▸ **Instructions to follow**
All of the lines below are to be printed again exactly; images are excluded from the output.
* start Stored rows *
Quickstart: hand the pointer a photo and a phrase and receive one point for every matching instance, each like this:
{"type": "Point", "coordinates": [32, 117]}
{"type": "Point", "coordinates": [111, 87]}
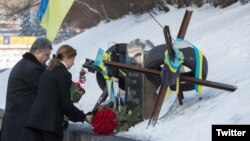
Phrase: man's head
{"type": "Point", "coordinates": [41, 49]}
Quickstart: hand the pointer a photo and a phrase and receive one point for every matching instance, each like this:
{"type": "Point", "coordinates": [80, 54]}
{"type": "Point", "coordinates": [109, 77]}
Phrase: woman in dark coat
{"type": "Point", "coordinates": [45, 122]}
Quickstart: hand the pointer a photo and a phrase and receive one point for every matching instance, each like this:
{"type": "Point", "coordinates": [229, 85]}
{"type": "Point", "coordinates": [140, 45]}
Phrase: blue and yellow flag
{"type": "Point", "coordinates": [52, 13]}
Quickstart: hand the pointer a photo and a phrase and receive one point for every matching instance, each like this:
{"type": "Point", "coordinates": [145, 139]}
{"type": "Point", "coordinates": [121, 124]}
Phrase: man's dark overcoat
{"type": "Point", "coordinates": [21, 93]}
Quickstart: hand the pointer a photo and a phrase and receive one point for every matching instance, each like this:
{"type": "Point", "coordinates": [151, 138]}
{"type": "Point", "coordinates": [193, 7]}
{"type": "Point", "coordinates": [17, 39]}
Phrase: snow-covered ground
{"type": "Point", "coordinates": [222, 35]}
* end Stored rows *
▸ **Completed exercise**
Quickstart: hand the pointer a photo and a phrase and receive one point for every matching instance, each like this:
{"type": "Point", "coordinates": [32, 117]}
{"type": "Point", "coordinates": [111, 87]}
Phrase: man's head
{"type": "Point", "coordinates": [41, 49]}
Quickstart: hand the pointer a photo and a phrase and receive one point for every matching instance, each like this:
{"type": "Point", "coordinates": [80, 54]}
{"type": "Point", "coordinates": [109, 77]}
Phrase: woman in dark coat
{"type": "Point", "coordinates": [45, 122]}
Quickstart: hand the pointer a photo and a phrase and receive one point for every matching instance, each like this:
{"type": "Point", "coordinates": [229, 85]}
{"type": "Point", "coordinates": [140, 45]}
Phrase: blue and yellow flag
{"type": "Point", "coordinates": [52, 13]}
Quickstart: hand the pointer a photo and a phrase and receive one point for every matching instance, each like this:
{"type": "Point", "coordinates": [145, 139]}
{"type": "Point", "coordinates": [121, 124]}
Phrase: man's dark overcoat
{"type": "Point", "coordinates": [21, 93]}
Quickstart: hand the pointer a photo and a phrase and receive one point for every matching instance, each like this:
{"type": "Point", "coordinates": [151, 138]}
{"type": "Point", "coordinates": [193, 7]}
{"type": "Point", "coordinates": [17, 39]}
Phrase: snow-covered ground
{"type": "Point", "coordinates": [222, 35]}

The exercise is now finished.